WORK ORDER 1:
Decide whether each statement below agrees with the passage on coalescent genealogies and selection. Answer yes or no for each, and quote the words of the passage that settle it.
(a) Under neutrality, the number of mutations on a branch is proportional to the branch's length.
(b) Positive selection produces a deep genealogy with a longer time to the most recent common ancestor.
(c) The paper concentrates on purifying selection.
WORK ORDER 2: Extend the passage on coalescent genealogies and selection, starting after its last sentence.
::: EXERCISE PASSAGE
Coalescent representation of a neutrally evolving sequence. (A) Explicitly tracing the history of a sample of alleles from the population, each progenitor allele is derived from a randomly chosen parental allele. Occasionally, two progenitor alleles are derived from the same parent, causing the lineages of these two alleles to unite or coalesce when they are followed backward in time from the present. Note that if progeny are derived from parents at random, the probability that two lineages coalesce increases as the number of distinct lineages increases and as the effective population size decreases. Thus, for a constant-sized population, a characteristic distribution of waiting times between coalescent events is expected. (B) The untangled, coalescent representation of (A) is created by treating lineages as branches, ignoring the intermediate ancestors between coalescent events. Under neutrality, mutational events (represented by shaded diamonds) are uniformly distributed throughout time, hence the number of mutations that occur on a branch is proportional to the length of the branch. Note that mutations occurring on external branches are rare, appearing on only a single allele, whereas mutations occurring on internal branches are common.

Evolutionary forces perturb patterns of genetic variation

Natural selection and population demographic history perturb patterns of genetic variation relative to what is expected under a standard neutral model (constant sized, randomly mating, panmictic population at mutation drift equilibrium). Below, the way in which selection and demographic history affect patterns of genetic variation will be considered, from a coalescent point of view.

Theoretical studies have investigated the evolutionary dynamics of genetic variation subject to a variety of selective pressures, including, purifying [2022] positive [2326] and balancing selection [2730]. This paper will focus on positive and balancing selection, as these have been the primary types of selection that current genome-wide scans have studied. Positive selection acts to increase the frequency of advantageous alleles in a population. Strongly advantageous mutations are rapidly swept to fixation, hence the term 'selective sweep'. Importantly, through a process referred to as 'genetic hitchhiking', positive selection also affects patterns of neutral polymorphisms linked to an advantageous mutation [23]. Positive selection leads to a shallow star-like genealogy (Figure 2) with a decreased time to the most recent common ancestor. Tracing the history of alleles backwards in time, these effects are a direct consequence of the rapid coalescence of lineages in the small but expanding progenitor population [31]. The signature of positive selection includes reduced levels of genetic variation compared with neutral expectations, [2426] a skew in the allele frequency spectrum towards low-frequency alleles [32] (including an excess of high-frequency derived alleles [33]) and elevated levels of linkage disequilibrium [34].
::::::
::: SUPPLIED DATA
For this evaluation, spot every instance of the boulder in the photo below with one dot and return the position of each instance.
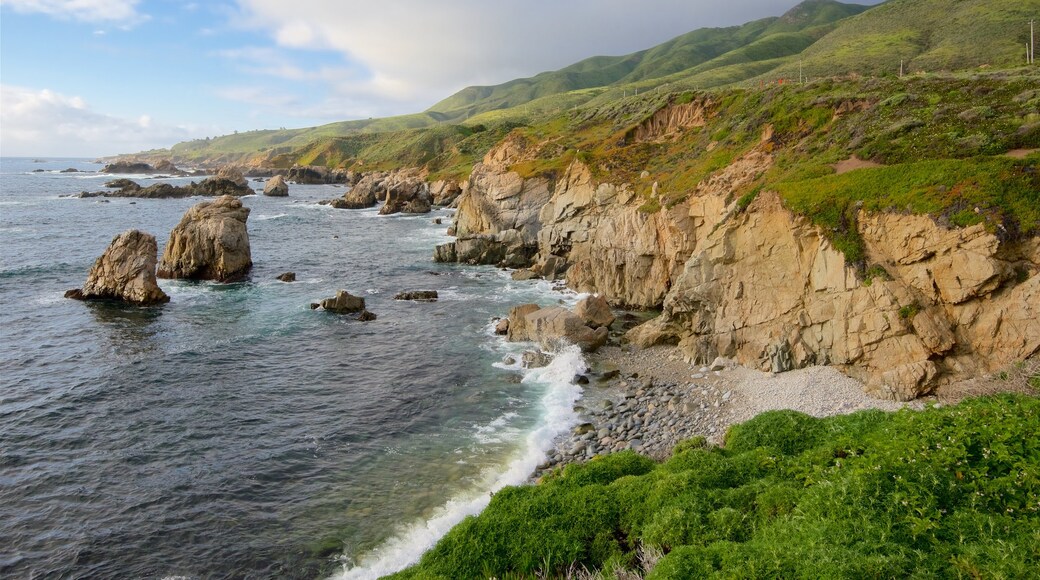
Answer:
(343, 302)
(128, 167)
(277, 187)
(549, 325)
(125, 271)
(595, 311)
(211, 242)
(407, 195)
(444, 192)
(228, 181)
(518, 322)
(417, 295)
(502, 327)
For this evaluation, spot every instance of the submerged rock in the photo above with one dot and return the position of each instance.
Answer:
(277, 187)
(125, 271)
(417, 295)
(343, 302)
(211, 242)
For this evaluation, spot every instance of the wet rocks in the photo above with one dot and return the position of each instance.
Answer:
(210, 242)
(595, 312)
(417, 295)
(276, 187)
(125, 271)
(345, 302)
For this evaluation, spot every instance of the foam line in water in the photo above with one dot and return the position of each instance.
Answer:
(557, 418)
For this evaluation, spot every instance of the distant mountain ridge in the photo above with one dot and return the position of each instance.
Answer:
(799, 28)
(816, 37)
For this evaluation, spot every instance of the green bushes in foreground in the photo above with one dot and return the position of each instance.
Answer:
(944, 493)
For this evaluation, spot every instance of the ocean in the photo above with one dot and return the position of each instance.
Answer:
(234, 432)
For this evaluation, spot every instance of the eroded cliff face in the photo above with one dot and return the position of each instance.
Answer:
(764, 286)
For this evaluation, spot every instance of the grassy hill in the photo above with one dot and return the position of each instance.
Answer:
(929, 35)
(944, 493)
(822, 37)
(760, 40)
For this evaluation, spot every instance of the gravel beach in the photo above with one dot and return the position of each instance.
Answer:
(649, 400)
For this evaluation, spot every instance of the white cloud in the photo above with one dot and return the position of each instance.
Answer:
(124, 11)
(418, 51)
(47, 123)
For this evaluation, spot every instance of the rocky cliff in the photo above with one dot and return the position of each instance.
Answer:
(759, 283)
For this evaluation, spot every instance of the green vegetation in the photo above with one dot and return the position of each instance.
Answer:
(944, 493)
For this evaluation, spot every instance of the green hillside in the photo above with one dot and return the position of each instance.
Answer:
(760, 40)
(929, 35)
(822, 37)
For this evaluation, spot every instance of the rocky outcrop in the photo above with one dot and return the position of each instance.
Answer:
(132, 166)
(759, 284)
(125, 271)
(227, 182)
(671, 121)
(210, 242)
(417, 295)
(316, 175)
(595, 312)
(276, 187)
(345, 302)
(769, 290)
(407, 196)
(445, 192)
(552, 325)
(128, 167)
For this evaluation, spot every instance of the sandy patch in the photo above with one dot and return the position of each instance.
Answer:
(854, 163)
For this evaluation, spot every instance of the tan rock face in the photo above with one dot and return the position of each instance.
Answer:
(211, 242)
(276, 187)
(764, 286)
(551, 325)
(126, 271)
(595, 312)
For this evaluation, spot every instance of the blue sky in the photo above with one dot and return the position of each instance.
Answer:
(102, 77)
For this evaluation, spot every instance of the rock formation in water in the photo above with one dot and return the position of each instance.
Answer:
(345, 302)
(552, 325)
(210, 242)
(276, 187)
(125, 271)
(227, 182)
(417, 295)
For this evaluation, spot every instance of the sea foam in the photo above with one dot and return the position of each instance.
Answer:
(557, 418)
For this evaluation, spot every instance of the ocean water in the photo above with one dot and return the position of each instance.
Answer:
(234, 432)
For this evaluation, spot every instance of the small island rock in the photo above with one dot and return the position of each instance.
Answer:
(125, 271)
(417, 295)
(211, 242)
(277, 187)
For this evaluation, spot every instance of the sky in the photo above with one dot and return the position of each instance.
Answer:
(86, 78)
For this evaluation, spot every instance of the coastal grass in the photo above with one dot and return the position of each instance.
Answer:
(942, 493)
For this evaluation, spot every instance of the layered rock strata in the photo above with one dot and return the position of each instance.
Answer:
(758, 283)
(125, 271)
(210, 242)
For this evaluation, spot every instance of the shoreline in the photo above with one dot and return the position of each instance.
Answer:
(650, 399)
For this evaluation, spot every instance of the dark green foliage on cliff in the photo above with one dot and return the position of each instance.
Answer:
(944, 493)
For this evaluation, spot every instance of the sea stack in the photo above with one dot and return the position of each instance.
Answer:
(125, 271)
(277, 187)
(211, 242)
::::::
ANSWER SECTION 1:
(a) Yes: "the number of mutations that occur on a branch is proportional to the length of the branch"
(b) No: "Positive selection leads to a shallow star-like genealogy (Figure 2) with a decreased time to the most recent common ancestor"
(c) No: "This paper will focus on positive and balancing selection"

ANSWER SECTION 2:
Figure 2

Effects of deviations from neutrality on gene genealogies. (A) Neutral evolution. (B) Population growth. (C) Population bottleneck. Here, only one ancestral lineage passes through the bottleneck, leading to a short tree with relatively long external branches. (D) Population subdivision. An initial population (represented by solid lines) separates into two subpopulations, which are denoted by dashed and solid lines. (E) Positive selection. An advantageous allele (represented by the dashed lines) sweeps through the population to fixation. Note that the genealogy of a selective sweep is similar to that produced by a population growth or bottleneck. (F) Balancing selection. An allele that is advantageous only in the heterozygous state (dashed line) appears in the population and is maintained at an intermediate frequency. Note that the genealogy under balancing selection is similar to population subdivision. Ne, effective population size.

Balancing selection occurs when polymorphisms are selectively maintained in a population. By contrast with positive selection, the genealogy of a locus subject to balancing selection is characterised by an increased time to the most recent common ancestor and long internal branches (Figure 2). The effect of balancing selection on gene genealogies can be understood by considering balanced alleles as distinct subpopulations, such that coalescence events can occur rapidly within a subpopulation but slowly between subpopulations [27]. The signature of balancing selection includes elevated levels of polymorphism relative to neutral expectations and a skew of the allele frequency distribution towards an excess of intermediate frequency alleles [29, 30, 35].

In addition to natural selection, population demographic history can also have strong influences on patterns of genetic variation, which often mimic the effect of natural selection [36, 37]. In other words, inferences of natural selection are confounded by population demographic history. For example, both positive selection and increases in population size have similar effects on gene genealogies (Figure 2); both processes therefore lead to an excess of low-frequency alleles in a population. In fact, strong positive selection can be thought of as a rapid population expansion of an advantageous allele as it sweeps through a population. Similarly, population structure and balancing selection both result in subdivided genealogies and therefore both processes are expected to result in an excess of intermediate-frequency alleles in a population (Figure 2). Population bottlenecks can lead to an excess of either low- or intermediate-frequency alleles relative to neutral expectations, depending on the age and severity of the bottleneck. Figure 2 demonstrates the effect of a severe and recent bottleneck, which forces all lineages to coalesce at the time of the size reduction and results in a genealogy that is similar to positive selection. Human populations clearly do not meet all of the assumptions of the standard neutral model; hence, rejecting the standard neutral model for a particular locus cannot be interpreted as unambiguous evidence for selection.

Detecting the signature of natural selection

Before presenting the results from genome-wide scans for natural selection, there now follows a brief description of some commonly used statistical methods designed to detect departures from neutrality, highlighting some of their strengths and limitations. The following is not meant to be an exhaustive discussion of such tests, and descriptions of many interesting and useful methods will not be included here. For further study, the reader is encouraged to see an excellent review by Kreitman [38].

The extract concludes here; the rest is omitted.